GIVEN REQUEST = Output the lines that follow exactly as they are.

Excerpt from a dataset:
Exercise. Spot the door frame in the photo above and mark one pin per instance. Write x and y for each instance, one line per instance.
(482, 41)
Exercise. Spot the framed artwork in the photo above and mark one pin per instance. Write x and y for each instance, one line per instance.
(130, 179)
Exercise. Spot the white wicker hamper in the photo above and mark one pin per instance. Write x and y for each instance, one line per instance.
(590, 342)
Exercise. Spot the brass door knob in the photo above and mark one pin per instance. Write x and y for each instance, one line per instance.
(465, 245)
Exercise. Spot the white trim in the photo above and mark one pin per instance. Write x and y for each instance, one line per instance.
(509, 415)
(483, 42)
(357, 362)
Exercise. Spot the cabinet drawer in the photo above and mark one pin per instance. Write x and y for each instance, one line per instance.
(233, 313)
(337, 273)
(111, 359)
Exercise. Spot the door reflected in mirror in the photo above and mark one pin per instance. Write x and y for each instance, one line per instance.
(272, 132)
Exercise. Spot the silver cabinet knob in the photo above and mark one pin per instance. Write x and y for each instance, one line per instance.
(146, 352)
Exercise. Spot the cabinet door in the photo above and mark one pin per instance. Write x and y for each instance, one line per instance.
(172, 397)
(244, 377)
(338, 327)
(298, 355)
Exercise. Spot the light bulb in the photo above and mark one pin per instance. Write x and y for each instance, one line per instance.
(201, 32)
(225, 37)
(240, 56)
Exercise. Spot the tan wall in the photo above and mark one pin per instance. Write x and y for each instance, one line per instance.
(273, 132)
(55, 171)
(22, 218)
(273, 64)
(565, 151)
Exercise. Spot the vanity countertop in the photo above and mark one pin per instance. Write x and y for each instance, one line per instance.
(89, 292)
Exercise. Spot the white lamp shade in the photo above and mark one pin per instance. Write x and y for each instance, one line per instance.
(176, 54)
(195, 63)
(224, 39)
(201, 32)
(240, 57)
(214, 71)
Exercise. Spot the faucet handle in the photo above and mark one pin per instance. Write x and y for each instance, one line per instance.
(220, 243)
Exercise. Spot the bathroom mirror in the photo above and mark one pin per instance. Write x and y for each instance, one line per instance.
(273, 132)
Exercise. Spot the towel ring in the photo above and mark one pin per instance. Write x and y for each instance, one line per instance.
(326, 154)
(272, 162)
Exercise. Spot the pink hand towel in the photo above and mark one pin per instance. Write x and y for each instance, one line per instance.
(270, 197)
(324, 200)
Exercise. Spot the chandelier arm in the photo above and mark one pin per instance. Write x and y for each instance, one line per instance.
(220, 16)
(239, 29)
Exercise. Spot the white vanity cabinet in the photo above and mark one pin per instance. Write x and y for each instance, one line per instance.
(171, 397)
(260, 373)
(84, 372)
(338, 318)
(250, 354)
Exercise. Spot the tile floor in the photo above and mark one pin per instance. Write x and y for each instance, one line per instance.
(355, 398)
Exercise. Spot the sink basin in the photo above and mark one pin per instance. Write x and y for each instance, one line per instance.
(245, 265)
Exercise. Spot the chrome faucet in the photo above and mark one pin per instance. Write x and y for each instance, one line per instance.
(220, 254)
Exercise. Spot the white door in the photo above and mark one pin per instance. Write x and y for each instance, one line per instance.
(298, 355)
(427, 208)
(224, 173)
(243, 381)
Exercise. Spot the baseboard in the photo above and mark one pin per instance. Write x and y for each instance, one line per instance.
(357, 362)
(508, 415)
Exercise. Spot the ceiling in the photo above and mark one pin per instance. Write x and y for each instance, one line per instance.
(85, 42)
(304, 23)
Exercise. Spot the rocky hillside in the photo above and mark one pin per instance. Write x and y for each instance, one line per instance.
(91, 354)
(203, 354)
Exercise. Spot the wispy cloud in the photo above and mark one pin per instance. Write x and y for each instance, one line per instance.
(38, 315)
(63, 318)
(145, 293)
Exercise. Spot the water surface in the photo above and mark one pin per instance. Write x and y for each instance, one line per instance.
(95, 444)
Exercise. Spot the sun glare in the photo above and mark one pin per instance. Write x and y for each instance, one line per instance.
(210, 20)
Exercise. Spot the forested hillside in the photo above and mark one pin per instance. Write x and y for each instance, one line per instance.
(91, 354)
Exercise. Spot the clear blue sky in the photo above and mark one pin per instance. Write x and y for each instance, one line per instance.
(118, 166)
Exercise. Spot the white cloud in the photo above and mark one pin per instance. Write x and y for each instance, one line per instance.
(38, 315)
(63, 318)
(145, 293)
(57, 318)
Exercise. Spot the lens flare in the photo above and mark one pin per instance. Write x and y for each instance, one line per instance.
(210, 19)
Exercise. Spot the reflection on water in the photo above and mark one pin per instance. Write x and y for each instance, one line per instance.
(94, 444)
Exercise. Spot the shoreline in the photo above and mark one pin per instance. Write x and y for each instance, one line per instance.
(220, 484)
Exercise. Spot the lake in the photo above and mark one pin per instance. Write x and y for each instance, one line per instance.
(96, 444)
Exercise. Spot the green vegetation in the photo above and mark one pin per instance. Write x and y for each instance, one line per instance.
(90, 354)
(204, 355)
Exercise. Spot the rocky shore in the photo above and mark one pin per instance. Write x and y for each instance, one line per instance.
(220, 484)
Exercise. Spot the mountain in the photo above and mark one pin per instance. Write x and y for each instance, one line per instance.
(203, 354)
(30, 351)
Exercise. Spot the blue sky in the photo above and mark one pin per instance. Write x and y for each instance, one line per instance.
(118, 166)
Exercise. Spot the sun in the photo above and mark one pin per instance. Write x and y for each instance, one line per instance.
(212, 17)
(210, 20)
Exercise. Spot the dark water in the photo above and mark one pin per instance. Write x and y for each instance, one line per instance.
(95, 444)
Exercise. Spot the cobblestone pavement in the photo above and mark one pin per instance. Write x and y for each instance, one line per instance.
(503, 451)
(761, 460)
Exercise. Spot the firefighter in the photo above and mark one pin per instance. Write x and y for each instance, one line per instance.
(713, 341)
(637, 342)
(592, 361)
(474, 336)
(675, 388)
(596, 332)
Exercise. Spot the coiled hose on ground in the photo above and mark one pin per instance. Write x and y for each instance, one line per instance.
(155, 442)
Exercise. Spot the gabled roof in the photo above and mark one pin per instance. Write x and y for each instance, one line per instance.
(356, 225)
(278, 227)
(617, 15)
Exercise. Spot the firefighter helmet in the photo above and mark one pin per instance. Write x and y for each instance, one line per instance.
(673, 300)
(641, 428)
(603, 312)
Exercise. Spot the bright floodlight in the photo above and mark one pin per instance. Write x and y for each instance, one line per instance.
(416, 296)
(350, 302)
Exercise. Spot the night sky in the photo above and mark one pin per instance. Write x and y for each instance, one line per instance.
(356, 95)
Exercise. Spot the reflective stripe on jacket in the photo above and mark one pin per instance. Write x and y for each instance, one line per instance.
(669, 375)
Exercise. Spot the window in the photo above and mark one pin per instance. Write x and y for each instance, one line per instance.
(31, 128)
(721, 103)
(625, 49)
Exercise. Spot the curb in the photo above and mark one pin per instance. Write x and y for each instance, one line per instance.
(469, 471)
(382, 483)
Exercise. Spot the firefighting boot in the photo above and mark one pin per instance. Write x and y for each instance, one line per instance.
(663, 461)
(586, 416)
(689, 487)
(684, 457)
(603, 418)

RESPONSE FOR THIS EXERCISE =
Exercise. Spot the door frame in the photo above and mark one pin per instance. Write x and y for each instance, one line per instance.
(482, 41)
Exercise. Spot the framed artwork in the photo above and mark one pin per instance. Write x and y for each instance, one line per instance.
(130, 179)
Exercise. Spot the white wicker hamper in the photo above and mark one pin per instance. Write x and y for each instance, one line per instance.
(590, 342)
Exercise. Spot the brass door knob in the photo above and mark one pin per instance. Write x and y for each instance, one line per instance.
(465, 245)
Exercise. Spot the white trim in the photo above and mark one pin per instance. Write x and y for each instance, one line per instance.
(509, 415)
(483, 42)
(357, 362)
Exercise. Spot the cabinet drawer in the photo above and mark one pin per instance. Write x and y for each instance, one line per instance.
(233, 313)
(337, 273)
(111, 359)
Exercise. Spot the door reflected in mirror in the photo above and mark one pin per instance. Write x and y for each instance, one line per instance.
(272, 132)
Exercise. Spot the silver cabinet knob in the photo above and mark one pin per instance. Write x and y for each instance, one line per instance.
(146, 352)
Exercise. Spot the cabinet door in the photo above and mark one pin per instance. Write x and y for each instance, one line per instance.
(172, 397)
(244, 377)
(338, 327)
(298, 355)
Exercise. Spot the light bulb in the photo above and mark one pin per instance. Write x and y for each instance, one line per instance.
(201, 32)
(225, 37)
(240, 56)
Exercise. Spot the tan wall in the photo above and mark one pin per instance. Write x and y for each instance, one line per instance.
(273, 132)
(55, 171)
(22, 218)
(273, 64)
(565, 151)
Exercise. Spot the vanity countertop in the photo above and mark one pin per instance. Write x and y for each instance, one line per instance.
(89, 292)
Exercise. Spot the white lamp shade in the photo above and mark one pin per instance. Write x and y for each instance, one line per instance.
(176, 54)
(195, 63)
(224, 39)
(201, 32)
(240, 57)
(214, 71)
Exercise. Spot the faucet handle in the photo above and mark one pin per instance. Write x and y for each instance, one line per instance.
(220, 243)
Exercise. Spot the bathroom mirror in the photo above and mark one pin per instance. Write x and y for each instance, one line per instance.
(273, 132)
Exercise. Spot the towel ring in the photo above and mark one pin per instance. Write x and y for each instance, one line per instance.
(326, 154)
(272, 162)
Exercise. Spot the pink hand towel in the photo above and mark one pin per instance. Write x and y for each instance, one line per instance.
(270, 197)
(324, 200)
Exercise. Spot the chandelier arm in the photo above and mark one pin per instance. Write x and y for each instance, one line per instance.
(220, 16)
(239, 29)
Exercise. Spot the white vanity cabinet in the photo above and mark one pin per instance. Write x and y for each instance, one line per instance.
(171, 397)
(260, 373)
(84, 372)
(338, 318)
(250, 354)
Exercise. Spot the tile floor in the photo above and mark one pin per instance. Write x and y for each instance, one line per instance.
(355, 398)
Exercise. Spot the sink basin in the photo above and mark one pin per instance. Write x and y for each instance, one line per instance.
(245, 265)
Exercise. Spot the chrome faucet in the photo above and mark one pin per instance. Write x and y for each instance, one line per instance.
(220, 254)
Exercise. Spot the white door in the photo above and mark one pin per instance. Write x and y for each instance, one line per instance.
(298, 355)
(427, 208)
(224, 173)
(243, 381)
Exercise. Spot the baseboard in the photo above and mark one pin per instance. Write x and y for each instance, one line per instance.
(357, 362)
(508, 415)
Exercise. Spot the ceiling in the photo above and mark one pin per instance. Write x and y for each instance, one line per instance.
(85, 42)
(304, 23)
Exercise. Spot the rocky hillside in the photo above and mark one pin per instance. Write x and y for each instance, one line per instance.
(91, 354)
(203, 354)
Exercise. Spot the wispy cloud in the photo above and mark one pin per instance. Write x and y for each instance, one line per instance.
(38, 315)
(63, 318)
(145, 293)
Exercise. Spot the water surface in the photo above and mark one pin per instance. Write x and y for each instance, one line per instance.
(95, 444)
Exercise. Spot the sun glare in the photo above and mark one pin per instance. Write x and y for each instance, one line per instance.
(210, 20)
Exercise. Spot the forested hillside in the photo above and mark one pin per instance. Write x and y for each instance, one line per instance.
(91, 354)
Exercise. Spot the clear blue sky in the photo above and mark one pin per instance. Write x and y for each instance, one line per instance.
(118, 166)
Exercise. Spot the white cloud in the photo above and mark one pin per instance. Write x and y for each instance, one line per instance.
(38, 315)
(63, 318)
(145, 293)
(57, 318)
Exercise. Spot the lens flare in the photo above and mark one pin per instance. Write x and y for each instance, one line per instance.
(210, 19)
Exercise. Spot the reflection on water in the photo above and mark one pin per instance. Write x and y for each instance, one line per instance.
(94, 444)
Exercise. Spot the shoreline in the photo above and mark one pin per instance. Write x and y for each instance, one line per instance.
(220, 484)
Exercise. Spot the lake in the photo above and mark one pin per instance. Write x and y for each instance, one line per instance.
(96, 444)
Exercise. Spot the green vegetation in the photo above and mark one pin per instance. Write x and y for each instance, one line per instance.
(90, 354)
(204, 355)
Exercise. Spot the rocky shore in the photo above and mark one pin per instance. Write x and y for each instance, one line per instance.
(220, 484)
Exercise. Spot the mountain in the photo above and mark one pin per instance. Write x and y for each instance, one line per instance.
(203, 354)
(30, 351)
Exercise. Spot the blue sky in the photo above and mark one pin per instance. Write x and y for each instance, one line per instance.
(118, 166)
Exercise. Spot the sun in the photo above and mark one pin per instance. Write x and y for each instance, one line per instance.
(212, 17)
(210, 20)
Exercise. Spot the dark water in the photo above and mark one pin per instance. Write x and y for each instance, one line per instance.
(95, 444)
Exercise. Spot the cobblestone pavement in the photo above and mark one pin per instance. Write x and y for each instance, one line per instance.
(503, 451)
(761, 460)
Exercise. Spot the firefighter in the photo above and mark one pin per instance. Write x and y for each instance, one line per instance.
(713, 341)
(637, 342)
(592, 361)
(474, 336)
(675, 388)
(596, 332)
Exercise. Spot the coiled hose on ground in the photo above and mark one pin per instance. Write x and y for each instance, one line per instance.
(155, 442)
Exercise. Spot the gabled roof in the photo above and mark one pin per instance. Write x and y for each instance, one line per instance.
(356, 225)
(278, 227)
(617, 15)
Exercise. Spot the firefighter helmet in the photo above and mark one pin per instance. Write x and y for each instance, one line per instance.
(673, 300)
(641, 428)
(603, 312)
Exercise. Spot the bright floodlight in the photo above and mark one pin per instance. Write x and y for each instance, one line per instance.
(416, 296)
(350, 302)
Exercise. Spot the night sky in the photo above and mark one pin per instance. Write x and y for each instance, one line per instance.
(356, 95)
Exercise. Spot the reflective stripe on jacket in the photo above and mark one pin per instance. Write x and y for each instance, one line per instance.
(669, 375)
Exercise. Spot the window in the photo above and mark one pin per instance. Write x and y for each instance, one line per instance.
(31, 128)
(721, 103)
(625, 49)
Exercise. Spot the curb in the photo above and mark one pin per instance. Write x and y for each instance, one line per instance.
(469, 471)
(382, 483)
Exercise. Spot the firefighting boot in the photo above and mark one pin per instance. Write x and y for each instance, one line per instance.
(663, 461)
(586, 416)
(689, 487)
(684, 457)
(603, 418)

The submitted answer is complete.